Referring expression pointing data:
_ _ _
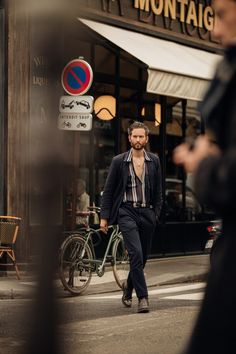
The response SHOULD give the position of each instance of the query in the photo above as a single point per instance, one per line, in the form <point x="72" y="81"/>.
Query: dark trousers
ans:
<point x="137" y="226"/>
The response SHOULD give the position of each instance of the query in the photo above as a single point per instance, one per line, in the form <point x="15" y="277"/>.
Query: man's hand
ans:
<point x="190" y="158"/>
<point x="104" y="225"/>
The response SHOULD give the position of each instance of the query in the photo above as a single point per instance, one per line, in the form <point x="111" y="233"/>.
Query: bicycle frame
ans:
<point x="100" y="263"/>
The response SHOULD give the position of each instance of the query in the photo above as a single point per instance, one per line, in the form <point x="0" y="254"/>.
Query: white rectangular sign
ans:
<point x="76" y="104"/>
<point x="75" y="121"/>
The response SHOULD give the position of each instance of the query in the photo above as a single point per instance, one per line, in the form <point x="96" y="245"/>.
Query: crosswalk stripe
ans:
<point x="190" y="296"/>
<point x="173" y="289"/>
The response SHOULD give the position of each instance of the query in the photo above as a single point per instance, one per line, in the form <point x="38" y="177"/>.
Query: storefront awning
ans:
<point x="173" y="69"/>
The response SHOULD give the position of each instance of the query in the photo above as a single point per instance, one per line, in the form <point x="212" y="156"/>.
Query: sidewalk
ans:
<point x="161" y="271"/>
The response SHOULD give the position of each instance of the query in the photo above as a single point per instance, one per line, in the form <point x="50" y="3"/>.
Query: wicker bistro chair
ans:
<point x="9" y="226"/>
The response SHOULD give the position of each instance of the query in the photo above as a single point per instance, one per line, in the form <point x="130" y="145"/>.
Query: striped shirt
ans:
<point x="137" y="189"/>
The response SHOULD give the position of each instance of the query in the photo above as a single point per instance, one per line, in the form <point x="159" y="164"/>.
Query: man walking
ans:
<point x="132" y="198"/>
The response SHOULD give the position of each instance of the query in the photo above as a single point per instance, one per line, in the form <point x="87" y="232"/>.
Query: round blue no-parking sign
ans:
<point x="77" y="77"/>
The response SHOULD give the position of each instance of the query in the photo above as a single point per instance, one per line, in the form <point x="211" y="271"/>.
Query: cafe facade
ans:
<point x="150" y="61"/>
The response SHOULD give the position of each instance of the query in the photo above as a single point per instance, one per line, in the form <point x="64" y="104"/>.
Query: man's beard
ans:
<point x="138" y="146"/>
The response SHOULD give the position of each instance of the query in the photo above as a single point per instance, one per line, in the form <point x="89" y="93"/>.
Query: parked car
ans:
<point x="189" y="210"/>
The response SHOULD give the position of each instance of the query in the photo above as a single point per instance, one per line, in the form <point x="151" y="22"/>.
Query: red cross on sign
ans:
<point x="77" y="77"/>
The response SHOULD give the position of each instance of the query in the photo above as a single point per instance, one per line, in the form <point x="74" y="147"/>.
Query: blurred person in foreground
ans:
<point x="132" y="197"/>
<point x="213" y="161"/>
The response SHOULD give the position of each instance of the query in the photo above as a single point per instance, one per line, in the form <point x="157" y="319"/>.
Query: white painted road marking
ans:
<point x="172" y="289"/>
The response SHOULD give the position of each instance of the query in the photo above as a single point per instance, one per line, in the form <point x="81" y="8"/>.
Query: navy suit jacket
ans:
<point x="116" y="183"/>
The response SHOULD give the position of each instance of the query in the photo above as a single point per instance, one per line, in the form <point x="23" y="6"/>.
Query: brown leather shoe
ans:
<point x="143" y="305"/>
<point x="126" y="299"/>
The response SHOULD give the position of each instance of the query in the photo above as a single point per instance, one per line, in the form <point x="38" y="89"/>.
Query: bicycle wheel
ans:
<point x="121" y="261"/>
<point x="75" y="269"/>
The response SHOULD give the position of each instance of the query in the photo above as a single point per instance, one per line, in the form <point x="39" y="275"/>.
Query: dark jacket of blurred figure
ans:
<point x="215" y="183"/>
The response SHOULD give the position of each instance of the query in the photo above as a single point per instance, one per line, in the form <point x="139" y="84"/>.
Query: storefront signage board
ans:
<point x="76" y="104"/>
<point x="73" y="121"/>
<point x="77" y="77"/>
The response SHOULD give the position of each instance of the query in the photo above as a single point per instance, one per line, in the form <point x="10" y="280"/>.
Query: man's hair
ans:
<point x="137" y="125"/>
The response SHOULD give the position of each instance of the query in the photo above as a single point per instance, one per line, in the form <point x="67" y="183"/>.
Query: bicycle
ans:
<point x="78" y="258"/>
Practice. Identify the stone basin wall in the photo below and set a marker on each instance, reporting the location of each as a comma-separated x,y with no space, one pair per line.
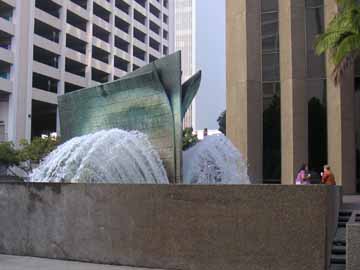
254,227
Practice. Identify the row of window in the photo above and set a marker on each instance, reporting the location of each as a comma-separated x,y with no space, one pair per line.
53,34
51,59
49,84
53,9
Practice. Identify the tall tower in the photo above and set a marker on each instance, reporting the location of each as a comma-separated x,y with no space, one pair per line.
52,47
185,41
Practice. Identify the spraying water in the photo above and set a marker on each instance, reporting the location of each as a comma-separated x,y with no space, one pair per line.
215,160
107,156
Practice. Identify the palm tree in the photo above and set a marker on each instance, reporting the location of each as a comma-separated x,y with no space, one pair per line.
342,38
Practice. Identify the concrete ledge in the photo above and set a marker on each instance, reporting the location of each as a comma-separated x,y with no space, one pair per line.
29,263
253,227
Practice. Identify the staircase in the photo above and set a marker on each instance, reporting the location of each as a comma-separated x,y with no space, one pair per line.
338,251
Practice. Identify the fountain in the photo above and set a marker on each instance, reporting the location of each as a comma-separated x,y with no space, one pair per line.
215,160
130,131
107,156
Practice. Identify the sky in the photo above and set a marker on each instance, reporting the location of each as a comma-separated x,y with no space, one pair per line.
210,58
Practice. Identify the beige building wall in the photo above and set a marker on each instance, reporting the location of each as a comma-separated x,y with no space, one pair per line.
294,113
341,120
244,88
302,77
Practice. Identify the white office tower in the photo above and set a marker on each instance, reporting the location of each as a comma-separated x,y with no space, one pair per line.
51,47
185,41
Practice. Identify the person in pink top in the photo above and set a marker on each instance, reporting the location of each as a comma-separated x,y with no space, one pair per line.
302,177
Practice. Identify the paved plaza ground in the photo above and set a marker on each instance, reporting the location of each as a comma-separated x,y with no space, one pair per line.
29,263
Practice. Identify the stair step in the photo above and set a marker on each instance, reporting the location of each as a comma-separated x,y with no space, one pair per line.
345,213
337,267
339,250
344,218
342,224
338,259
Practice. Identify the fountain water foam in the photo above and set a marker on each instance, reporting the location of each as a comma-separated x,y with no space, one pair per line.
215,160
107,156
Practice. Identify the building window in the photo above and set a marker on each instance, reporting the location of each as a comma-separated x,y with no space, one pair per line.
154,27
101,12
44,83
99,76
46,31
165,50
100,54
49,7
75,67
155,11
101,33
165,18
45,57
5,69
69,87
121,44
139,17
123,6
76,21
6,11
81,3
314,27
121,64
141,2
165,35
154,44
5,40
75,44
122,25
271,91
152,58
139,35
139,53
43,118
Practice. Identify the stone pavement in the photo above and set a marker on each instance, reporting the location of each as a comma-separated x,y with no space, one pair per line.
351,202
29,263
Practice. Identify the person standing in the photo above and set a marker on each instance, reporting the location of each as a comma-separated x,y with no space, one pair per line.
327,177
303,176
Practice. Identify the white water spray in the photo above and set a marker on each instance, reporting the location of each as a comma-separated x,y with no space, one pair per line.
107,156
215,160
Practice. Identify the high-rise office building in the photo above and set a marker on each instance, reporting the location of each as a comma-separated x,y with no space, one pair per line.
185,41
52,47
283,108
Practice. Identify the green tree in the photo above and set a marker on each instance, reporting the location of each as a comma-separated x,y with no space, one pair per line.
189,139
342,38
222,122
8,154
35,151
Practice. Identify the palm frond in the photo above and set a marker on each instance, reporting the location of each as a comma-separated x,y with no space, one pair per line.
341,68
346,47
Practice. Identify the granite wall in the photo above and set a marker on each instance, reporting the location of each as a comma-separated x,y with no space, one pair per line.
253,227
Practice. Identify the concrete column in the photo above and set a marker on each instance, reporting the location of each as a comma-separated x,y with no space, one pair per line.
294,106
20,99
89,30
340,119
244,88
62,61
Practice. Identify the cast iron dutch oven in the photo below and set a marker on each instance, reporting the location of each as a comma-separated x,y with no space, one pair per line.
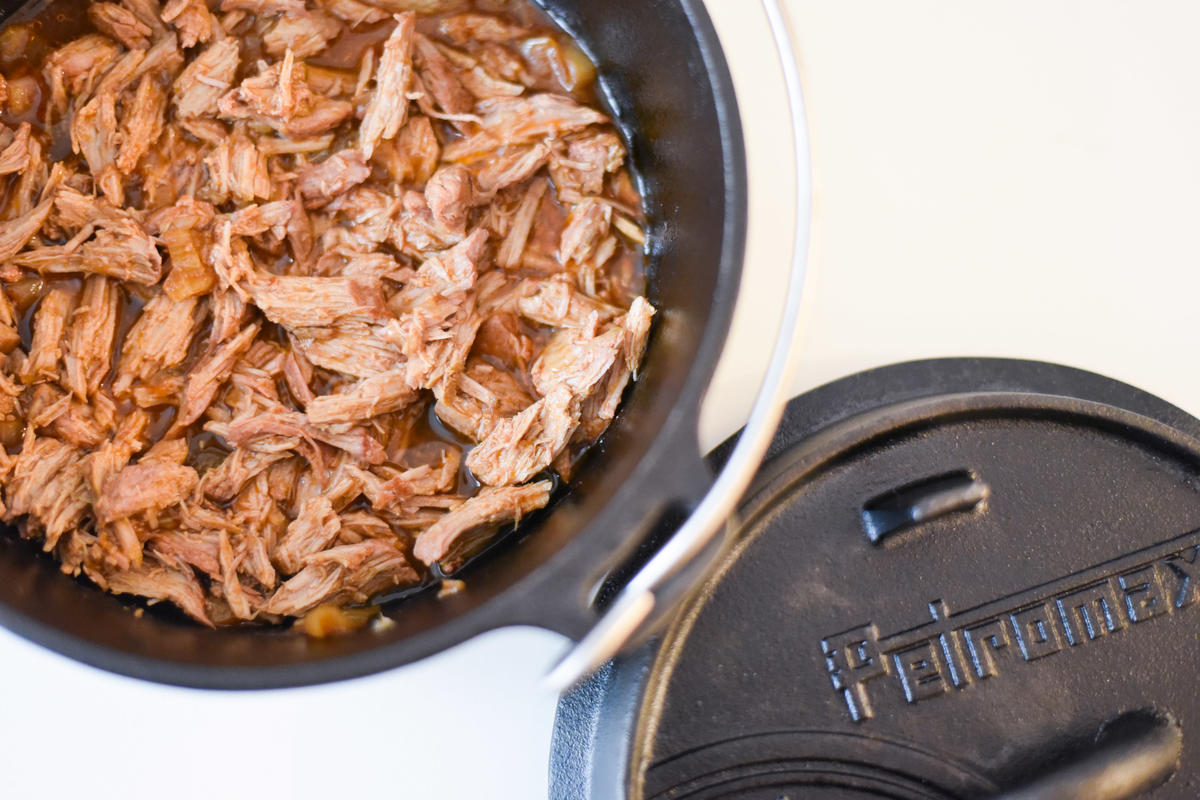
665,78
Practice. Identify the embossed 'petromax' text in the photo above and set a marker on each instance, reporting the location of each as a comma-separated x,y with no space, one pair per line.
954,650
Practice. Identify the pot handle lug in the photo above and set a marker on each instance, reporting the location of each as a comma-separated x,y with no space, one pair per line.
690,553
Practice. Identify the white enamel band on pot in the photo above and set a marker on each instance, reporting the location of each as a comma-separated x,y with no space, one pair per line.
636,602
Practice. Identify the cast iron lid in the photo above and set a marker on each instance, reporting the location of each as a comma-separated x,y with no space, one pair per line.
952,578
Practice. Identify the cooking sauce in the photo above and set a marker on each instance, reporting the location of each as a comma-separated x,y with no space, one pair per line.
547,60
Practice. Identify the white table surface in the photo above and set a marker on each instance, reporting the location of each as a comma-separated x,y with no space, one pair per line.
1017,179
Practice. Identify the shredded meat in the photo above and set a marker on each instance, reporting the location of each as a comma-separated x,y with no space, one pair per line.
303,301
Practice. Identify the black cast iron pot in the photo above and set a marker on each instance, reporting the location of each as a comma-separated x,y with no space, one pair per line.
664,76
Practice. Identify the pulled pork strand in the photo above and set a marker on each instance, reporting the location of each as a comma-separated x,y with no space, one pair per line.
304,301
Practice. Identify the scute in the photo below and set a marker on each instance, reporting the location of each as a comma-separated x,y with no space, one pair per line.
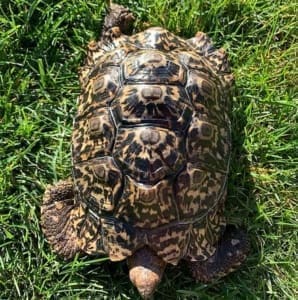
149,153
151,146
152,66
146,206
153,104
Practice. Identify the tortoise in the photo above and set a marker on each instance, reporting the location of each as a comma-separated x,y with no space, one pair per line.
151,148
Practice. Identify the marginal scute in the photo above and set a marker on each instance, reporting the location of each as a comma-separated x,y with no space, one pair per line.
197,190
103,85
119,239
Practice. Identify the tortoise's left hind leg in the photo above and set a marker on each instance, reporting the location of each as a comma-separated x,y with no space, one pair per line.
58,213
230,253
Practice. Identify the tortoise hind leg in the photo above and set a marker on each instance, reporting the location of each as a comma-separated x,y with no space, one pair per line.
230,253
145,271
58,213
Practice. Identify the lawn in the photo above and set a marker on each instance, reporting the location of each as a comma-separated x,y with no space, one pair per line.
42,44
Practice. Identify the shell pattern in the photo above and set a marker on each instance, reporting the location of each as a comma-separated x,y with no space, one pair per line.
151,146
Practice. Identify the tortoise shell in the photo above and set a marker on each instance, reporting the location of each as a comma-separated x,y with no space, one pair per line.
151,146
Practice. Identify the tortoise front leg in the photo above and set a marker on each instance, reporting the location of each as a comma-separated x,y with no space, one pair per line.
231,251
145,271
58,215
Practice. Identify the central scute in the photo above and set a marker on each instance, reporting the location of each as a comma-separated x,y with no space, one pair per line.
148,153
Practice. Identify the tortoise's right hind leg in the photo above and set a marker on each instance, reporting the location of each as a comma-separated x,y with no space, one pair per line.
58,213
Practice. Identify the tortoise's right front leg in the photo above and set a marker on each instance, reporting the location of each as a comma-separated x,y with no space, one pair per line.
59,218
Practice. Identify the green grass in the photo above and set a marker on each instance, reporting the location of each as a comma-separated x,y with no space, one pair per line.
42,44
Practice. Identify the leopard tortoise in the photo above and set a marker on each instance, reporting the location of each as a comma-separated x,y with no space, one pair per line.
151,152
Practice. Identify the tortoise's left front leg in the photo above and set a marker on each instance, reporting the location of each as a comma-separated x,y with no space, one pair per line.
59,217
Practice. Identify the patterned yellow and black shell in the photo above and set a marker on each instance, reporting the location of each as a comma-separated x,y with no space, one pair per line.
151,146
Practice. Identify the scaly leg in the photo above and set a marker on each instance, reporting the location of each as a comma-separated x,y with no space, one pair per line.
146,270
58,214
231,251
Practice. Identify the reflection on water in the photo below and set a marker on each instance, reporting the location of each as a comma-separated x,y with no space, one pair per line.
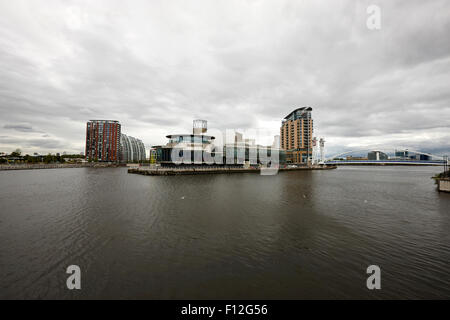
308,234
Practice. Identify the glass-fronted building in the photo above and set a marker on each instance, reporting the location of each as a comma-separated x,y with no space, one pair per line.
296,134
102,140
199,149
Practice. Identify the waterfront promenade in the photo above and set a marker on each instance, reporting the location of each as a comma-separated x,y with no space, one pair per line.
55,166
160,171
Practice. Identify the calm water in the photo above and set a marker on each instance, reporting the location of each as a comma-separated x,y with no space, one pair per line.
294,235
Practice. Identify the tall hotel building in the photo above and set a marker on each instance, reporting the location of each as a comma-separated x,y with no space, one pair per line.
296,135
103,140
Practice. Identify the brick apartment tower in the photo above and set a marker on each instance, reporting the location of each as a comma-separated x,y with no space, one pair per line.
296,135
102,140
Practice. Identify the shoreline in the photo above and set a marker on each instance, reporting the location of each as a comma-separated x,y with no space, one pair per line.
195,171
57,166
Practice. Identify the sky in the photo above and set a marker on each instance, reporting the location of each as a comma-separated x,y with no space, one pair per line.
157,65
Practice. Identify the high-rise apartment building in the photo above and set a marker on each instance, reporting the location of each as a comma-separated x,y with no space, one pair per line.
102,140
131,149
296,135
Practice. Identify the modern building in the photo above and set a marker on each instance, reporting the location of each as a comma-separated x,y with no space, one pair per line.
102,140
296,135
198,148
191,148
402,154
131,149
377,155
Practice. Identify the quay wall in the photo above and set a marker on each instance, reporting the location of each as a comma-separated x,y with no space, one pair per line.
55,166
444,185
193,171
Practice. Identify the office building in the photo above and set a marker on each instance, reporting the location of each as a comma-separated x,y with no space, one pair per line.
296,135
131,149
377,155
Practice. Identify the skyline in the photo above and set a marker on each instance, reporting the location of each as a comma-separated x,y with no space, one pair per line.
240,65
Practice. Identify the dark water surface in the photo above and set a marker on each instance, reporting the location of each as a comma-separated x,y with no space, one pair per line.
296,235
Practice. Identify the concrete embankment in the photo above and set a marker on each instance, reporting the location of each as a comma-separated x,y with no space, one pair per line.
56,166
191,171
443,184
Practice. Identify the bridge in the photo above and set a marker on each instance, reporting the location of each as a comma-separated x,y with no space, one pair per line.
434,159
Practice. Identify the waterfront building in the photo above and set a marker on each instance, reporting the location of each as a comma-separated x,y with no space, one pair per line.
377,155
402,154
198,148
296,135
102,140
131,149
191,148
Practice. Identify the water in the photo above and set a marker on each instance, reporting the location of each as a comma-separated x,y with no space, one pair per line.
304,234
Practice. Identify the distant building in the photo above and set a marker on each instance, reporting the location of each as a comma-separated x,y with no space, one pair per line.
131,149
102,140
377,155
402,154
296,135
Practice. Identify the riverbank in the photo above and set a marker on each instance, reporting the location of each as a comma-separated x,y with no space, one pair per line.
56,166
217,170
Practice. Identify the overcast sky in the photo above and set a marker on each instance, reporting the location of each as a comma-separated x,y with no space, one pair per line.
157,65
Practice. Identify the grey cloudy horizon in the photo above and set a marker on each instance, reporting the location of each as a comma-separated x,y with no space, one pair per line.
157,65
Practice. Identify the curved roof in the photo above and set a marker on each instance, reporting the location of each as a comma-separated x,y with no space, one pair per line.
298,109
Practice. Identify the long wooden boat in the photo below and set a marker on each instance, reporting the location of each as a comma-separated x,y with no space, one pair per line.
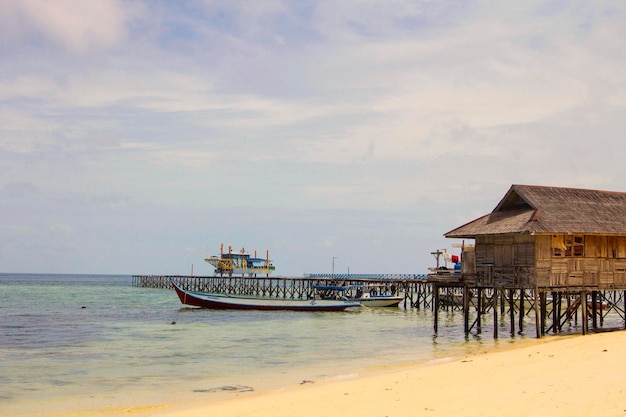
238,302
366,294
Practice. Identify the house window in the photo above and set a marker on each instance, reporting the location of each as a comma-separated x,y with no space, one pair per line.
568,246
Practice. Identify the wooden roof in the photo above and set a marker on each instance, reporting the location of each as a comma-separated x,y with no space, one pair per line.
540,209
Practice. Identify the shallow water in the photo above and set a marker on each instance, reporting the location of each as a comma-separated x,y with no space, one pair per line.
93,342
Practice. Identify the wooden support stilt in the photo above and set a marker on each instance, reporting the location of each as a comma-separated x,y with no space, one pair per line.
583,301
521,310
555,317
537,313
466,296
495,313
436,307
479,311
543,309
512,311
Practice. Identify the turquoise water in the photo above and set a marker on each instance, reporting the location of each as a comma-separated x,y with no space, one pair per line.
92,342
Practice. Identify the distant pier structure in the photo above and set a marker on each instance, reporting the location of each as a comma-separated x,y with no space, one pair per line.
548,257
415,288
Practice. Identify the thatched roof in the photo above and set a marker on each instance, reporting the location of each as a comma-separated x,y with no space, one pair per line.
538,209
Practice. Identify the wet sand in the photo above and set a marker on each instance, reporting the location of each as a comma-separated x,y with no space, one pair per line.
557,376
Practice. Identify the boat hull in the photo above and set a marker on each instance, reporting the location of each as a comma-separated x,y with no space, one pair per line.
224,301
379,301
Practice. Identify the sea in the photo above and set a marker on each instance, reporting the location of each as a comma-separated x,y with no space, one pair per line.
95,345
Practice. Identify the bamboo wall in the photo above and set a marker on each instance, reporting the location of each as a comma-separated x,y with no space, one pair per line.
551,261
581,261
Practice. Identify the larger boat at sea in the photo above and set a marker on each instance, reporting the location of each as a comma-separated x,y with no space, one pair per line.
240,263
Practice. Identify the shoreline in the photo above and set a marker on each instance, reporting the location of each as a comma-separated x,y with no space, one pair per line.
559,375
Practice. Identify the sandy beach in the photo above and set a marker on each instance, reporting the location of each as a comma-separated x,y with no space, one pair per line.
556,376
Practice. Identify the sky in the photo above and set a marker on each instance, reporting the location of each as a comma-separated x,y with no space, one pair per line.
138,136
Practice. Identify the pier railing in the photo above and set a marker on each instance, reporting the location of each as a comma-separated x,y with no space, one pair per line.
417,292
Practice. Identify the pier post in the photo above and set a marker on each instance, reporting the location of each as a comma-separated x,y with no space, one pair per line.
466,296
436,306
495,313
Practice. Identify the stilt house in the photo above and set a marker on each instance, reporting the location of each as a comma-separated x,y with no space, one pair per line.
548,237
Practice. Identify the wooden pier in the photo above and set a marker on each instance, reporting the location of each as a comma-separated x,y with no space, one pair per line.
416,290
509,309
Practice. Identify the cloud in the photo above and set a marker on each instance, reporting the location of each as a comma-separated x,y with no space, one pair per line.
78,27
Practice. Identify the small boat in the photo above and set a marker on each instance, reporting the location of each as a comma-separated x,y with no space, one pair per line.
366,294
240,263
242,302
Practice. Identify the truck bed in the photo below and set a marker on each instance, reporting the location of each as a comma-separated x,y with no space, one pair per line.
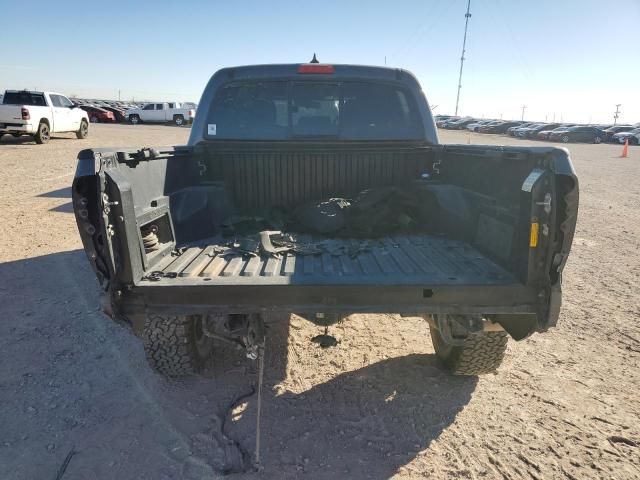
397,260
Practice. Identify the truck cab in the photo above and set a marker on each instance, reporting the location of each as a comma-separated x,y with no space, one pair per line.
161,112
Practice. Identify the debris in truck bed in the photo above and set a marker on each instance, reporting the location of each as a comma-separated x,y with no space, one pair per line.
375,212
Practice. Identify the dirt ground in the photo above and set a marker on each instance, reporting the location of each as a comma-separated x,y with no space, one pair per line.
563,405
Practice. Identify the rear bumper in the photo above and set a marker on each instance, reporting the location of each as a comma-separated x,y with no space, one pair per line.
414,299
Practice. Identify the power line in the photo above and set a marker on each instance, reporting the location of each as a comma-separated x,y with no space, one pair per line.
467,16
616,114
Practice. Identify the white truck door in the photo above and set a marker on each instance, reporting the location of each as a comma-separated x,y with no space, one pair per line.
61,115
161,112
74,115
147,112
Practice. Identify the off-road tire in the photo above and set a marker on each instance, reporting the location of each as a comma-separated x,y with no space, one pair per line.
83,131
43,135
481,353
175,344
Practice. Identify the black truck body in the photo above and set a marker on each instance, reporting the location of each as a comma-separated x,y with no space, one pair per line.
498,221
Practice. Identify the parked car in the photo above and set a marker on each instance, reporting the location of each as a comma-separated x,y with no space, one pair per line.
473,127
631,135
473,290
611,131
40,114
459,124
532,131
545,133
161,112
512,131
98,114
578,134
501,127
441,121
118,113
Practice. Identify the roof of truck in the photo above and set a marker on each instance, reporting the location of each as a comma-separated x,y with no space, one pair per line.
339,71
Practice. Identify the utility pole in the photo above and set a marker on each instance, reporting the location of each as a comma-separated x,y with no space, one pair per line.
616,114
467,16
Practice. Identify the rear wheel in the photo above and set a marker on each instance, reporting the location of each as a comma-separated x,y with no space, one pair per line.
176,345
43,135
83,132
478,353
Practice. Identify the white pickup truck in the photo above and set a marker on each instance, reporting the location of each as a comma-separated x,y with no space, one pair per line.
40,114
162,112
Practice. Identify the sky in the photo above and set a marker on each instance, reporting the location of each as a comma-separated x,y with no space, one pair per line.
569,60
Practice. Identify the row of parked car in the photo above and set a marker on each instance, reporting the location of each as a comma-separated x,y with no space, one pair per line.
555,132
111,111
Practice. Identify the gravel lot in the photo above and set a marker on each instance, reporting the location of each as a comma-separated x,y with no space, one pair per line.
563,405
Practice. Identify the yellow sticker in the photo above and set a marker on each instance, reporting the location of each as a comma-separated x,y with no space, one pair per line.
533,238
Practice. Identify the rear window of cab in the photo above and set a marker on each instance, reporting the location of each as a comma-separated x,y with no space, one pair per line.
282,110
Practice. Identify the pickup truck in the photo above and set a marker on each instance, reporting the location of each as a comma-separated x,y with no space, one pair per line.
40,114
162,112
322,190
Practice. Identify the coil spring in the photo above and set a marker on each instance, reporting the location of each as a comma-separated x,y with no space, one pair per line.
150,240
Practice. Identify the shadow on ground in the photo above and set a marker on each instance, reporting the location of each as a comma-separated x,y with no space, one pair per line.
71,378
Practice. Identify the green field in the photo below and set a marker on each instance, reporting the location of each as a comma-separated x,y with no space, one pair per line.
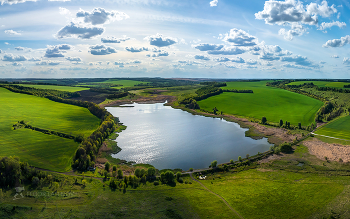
_ _ _
** Problem **
Taking the records above as input, show every line in which the word "storefront" is present.

** Response **
Query: storefront awning
Query: storefront signage board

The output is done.